Source passage >>
------------------------------------------------

In east London there were large parties to celebrate the end of the war, but not everybody was able to enjoy them. As a fifteen year old, Reg Baker felt left out: ‘I remember dancing with some girls but I spent the night sitting on the allotment behind the house. I was too old for the kids’ parties but too young for the adult ones. Some people were out
celebrating, but it was mainly for the little ones.’ Conversely, another fifteen year old, Roy Bartlett, found the experience was improved by being a teenager. In the daytime he hung around on the fringes of a street party for children, making himself look pathetic and being given food by sympathetic mothers. At night he did the same at the adults’ party, hanging around so that men passed him glasses of beer. As he later recalled: ‘I only have a vague recollection of the evening, so I must have had one beer too many.’

Of course, there were thousands of men and boys who were in no position to relax. The Merchant Navy – the service that had suffered so many casualties – was not able to stop and celebrate. Their war was over but they were now back at work. However, the boys of the Merchant Navy could finally relax, safe in the knowledge that there were no more submarines prowling the deep in search of their quarry. For John Chinnery, it was the end of a long, eventful and dangerous war – one that had taken him to the edge of a psychological precipice. He had served throughout the conflict, been sunk by submarines in the Atlantic, taken convoys through the Mediterranean and endured frostbite on the Arctic convoys. Yet as war came to an end he was just eighteen years old. Having been through six years of danger, he was just old enough to buy a beer and be called up for National Service.

After spending the entire war at sea, Christian Immelman – who had started the war as an apprentice and the youngest member of his crew, and finished the war as a third mate – felt something was missing. He was mid-voyage when the news came through that the war in Europe was over: ‘Not being able to join in the end-of-war celebrations in London was the second biggest disappointment of my war service, the first was my not getting home to see the family after my first trip.’

For some, the announcement meant that, as the youngest and most inexperienced crew members, it was time to face practical jokes, as seventeen-year-old Norval Young remembered:

The bosun said to me, ‘Get up the top of the mast and clean it off. That’s brass up there.’ It was blowing a force-eight wind at the time but I put the cleaning stuff inside my shirt and started climbing. I got halfway and moved on to the wire ladder. Then I heard the ‘Old Man’ shouting, ‘What the hell are you doing up there?’ I told him the bosun had asked
me to polish the top of the mast and he shouted at me to get down. I think the bosun got a rollicking for that.

For other young seamen, the war’s end was celebrated not with pranks but with victimization. Sixteen-year-old Tony Sprigings was onboard his second ship, heading out to the Far East ready for the invasion of Japan when news arrived that the war was over. However, the news did not reach him for days:

Captain Armstrong was known as an absolute tyrant. He was mad. We had just entered the Gulf of Aden. He had the only radio onboard and heard that the Japanese had surrendered. So he sent for the first officer and told him to knock the crew off for a week in celebration. But turn the apprentices to, in their stead. We were told we had to paint the decks black with bitumen paint. I was on the fo’c’sle head with a roller on a long pole. I heard this scream from the bridge. It was the captain. He came flying up the foredeck and said, ‘What do you think you’re doing?’ He grabbed the pole, hits me with it, then throws it over the side. He says, ‘You’ll paint like the others.’ It was with a round brush, on my hands and knees. After three or four days of this I had the ‘screamers’, I was in a terrible state.

------------------------------------------------

Entries contained in a dataset
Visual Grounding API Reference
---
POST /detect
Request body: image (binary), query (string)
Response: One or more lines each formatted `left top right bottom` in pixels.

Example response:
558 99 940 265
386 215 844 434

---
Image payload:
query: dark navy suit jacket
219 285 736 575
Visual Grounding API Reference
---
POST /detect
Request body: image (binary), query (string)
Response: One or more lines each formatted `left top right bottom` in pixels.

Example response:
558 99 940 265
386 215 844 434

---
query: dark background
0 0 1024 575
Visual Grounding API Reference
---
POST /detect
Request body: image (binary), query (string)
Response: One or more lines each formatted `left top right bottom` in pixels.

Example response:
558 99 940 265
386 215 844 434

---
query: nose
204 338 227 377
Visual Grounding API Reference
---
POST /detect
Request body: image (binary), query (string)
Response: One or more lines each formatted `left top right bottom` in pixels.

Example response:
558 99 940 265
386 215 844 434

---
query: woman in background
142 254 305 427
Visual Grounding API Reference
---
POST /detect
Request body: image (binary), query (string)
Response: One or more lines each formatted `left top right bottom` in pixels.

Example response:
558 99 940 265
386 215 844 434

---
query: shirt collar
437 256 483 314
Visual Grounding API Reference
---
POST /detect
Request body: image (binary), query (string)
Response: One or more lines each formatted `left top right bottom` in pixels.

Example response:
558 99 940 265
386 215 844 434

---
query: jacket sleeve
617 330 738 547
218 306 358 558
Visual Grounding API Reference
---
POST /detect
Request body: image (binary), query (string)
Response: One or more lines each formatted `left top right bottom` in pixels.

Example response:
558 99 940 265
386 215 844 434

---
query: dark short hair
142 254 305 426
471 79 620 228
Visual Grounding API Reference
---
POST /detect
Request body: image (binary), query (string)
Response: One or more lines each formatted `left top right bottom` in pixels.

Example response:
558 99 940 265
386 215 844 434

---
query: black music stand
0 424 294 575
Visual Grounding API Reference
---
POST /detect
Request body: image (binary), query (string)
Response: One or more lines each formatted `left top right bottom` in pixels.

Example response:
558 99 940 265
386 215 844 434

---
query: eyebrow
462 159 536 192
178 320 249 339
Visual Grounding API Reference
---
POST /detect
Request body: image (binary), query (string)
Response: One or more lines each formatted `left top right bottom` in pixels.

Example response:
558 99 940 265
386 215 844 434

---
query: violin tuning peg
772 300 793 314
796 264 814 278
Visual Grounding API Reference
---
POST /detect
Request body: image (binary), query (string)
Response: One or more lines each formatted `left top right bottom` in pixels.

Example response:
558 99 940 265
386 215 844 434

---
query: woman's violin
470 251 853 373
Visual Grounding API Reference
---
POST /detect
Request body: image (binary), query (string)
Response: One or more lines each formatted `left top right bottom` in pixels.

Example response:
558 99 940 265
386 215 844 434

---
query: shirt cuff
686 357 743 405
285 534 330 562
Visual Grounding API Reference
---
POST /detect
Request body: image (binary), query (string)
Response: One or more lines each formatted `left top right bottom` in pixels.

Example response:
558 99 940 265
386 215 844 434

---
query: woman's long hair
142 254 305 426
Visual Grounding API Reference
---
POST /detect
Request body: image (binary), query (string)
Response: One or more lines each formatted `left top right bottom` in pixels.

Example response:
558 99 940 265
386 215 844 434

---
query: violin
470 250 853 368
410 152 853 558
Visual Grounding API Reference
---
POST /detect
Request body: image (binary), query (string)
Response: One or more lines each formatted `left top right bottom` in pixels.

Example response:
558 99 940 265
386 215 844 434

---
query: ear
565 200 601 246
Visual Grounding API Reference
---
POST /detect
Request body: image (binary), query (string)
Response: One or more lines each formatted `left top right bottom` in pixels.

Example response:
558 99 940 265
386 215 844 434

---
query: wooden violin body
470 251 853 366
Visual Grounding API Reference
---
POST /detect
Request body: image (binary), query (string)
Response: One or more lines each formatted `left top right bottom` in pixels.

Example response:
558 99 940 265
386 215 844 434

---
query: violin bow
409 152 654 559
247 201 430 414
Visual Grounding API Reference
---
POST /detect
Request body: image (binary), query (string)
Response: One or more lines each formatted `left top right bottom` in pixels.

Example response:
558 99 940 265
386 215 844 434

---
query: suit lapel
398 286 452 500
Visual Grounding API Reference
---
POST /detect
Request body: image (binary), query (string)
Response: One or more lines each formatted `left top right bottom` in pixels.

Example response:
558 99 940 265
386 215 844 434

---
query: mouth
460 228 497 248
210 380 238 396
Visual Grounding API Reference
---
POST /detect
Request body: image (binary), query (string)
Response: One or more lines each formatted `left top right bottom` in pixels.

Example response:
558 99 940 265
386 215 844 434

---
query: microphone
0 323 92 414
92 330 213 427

------------------------------------------------

Reproduce verbatim the portion of the passage on young people at the end of the war that opens with the words containing "The bosun said" and closes with "rollicking for that.".

Problem solution >>
The bosun said to me, ‘Get up the top of the mast and clean it off. That’s brass up there.’ It was blowing a force-eight wind at the time but I put the cleaning stuff inside my shirt and started climbing. I got halfway and moved on to the wire ladder. Then I heard the ‘Old Man’ shouting, ‘What the hell are you doing up there?’ I told him the bosun had asked
me to polish the top of the mast and he shouted at me to get down. I think the bosun got a rollicking for that.